-- Material for this exercise follows --
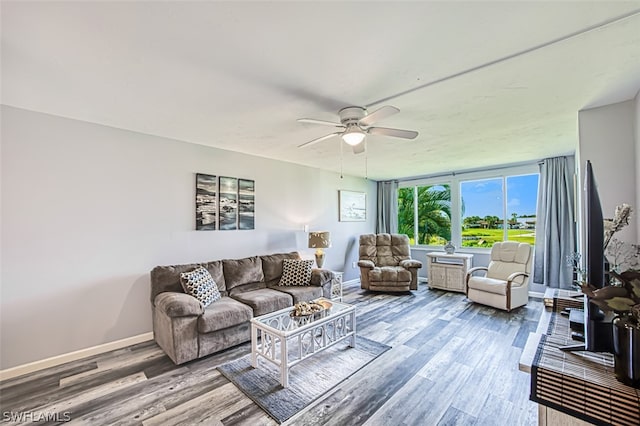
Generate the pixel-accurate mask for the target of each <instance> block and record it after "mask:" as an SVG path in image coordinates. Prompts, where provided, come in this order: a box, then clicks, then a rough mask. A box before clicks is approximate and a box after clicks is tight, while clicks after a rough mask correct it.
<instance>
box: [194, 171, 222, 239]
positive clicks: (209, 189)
mask: <svg viewBox="0 0 640 426" xmlns="http://www.w3.org/2000/svg"><path fill="white" fill-rule="evenodd" d="M217 201H218V178H217V176H215V175H205V174H202V173H197V174H196V230H198V231H215V230H216V224H217V222H218V216H217V214H218V205H217Z"/></svg>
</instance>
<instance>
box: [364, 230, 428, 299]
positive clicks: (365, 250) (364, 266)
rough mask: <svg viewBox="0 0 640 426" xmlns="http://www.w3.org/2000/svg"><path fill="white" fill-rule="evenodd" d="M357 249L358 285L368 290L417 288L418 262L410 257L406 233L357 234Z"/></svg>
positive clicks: (409, 290)
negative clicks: (357, 250)
mask: <svg viewBox="0 0 640 426" xmlns="http://www.w3.org/2000/svg"><path fill="white" fill-rule="evenodd" d="M359 253H360V256H359V257H360V260H359V261H358V266H359V267H360V287H362V288H364V289H366V290H372V291H410V290H417V289H418V269H420V268H421V267H422V263H421V262H420V261H417V260H413V259H411V251H410V249H409V237H407V236H406V235H402V234H365V235H361V236H360V251H359Z"/></svg>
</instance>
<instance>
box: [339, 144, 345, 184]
mask: <svg viewBox="0 0 640 426" xmlns="http://www.w3.org/2000/svg"><path fill="white" fill-rule="evenodd" d="M338 143H339V144H340V179H344V175H343V174H342V170H343V167H344V164H343V163H344V160H343V155H342V141H340V142H338Z"/></svg>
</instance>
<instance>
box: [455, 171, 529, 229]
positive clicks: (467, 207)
mask: <svg viewBox="0 0 640 426" xmlns="http://www.w3.org/2000/svg"><path fill="white" fill-rule="evenodd" d="M538 177H539V176H538V175H537V174H533V175H522V176H509V177H507V200H508V202H507V218H510V217H511V214H512V213H517V214H518V216H520V215H535V214H536V203H537V199H538ZM460 189H461V192H462V199H463V201H464V205H465V211H464V215H463V216H462V217H463V218H465V217H469V216H480V217H485V216H498V217H499V218H501V219H502V216H503V210H502V208H503V207H502V197H503V195H502V178H494V179H485V180H473V181H466V182H462V183H461V185H460Z"/></svg>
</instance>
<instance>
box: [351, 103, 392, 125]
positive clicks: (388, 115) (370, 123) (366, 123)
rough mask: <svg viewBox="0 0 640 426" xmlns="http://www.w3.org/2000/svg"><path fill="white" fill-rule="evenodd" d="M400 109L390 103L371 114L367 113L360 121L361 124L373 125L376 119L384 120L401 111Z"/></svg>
mask: <svg viewBox="0 0 640 426" xmlns="http://www.w3.org/2000/svg"><path fill="white" fill-rule="evenodd" d="M399 112H400V110H399V109H398V108H396V107H392V106H390V105H386V106H383V107H382V108H380V109H377V110H375V111H373V112H372V113H371V114H367V115H365V116H364V117H362V118H361V119H360V121H358V124H360V125H361V126H371V125H372V124H373V123H375V122H376V121H380V120H383V119H385V118H387V117H389V116H391V115H393V114H397V113H399Z"/></svg>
-- Material for this exercise concluded --
■ **Exercise description**:
All lines from the one containing "box: [351, 103, 392, 125]" through the final line of the listing above are to be reproduced exactly; include both and add nothing.

■ **Solution for this task**:
box: [351, 103, 392, 125]
positive clicks: (388, 115) (370, 123) (366, 123)
rough mask: <svg viewBox="0 0 640 426" xmlns="http://www.w3.org/2000/svg"><path fill="white" fill-rule="evenodd" d="M400 109L390 103L371 114L367 113L360 121L361 124L373 125L376 119L384 120L401 111Z"/></svg>
mask: <svg viewBox="0 0 640 426" xmlns="http://www.w3.org/2000/svg"><path fill="white" fill-rule="evenodd" d="M399 112H400V110H399V109H398V108H396V107H392V106H390V105H386V106H383V107H382V108H380V109H377V110H375V111H373V112H372V113H371V114H367V115H365V116H364V117H362V118H361V119H360V121H358V124H360V125H361V126H371V125H372V124H373V123H375V122H376V121H380V120H383V119H385V118H387V117H389V116H391V115H393V114H397V113H399Z"/></svg>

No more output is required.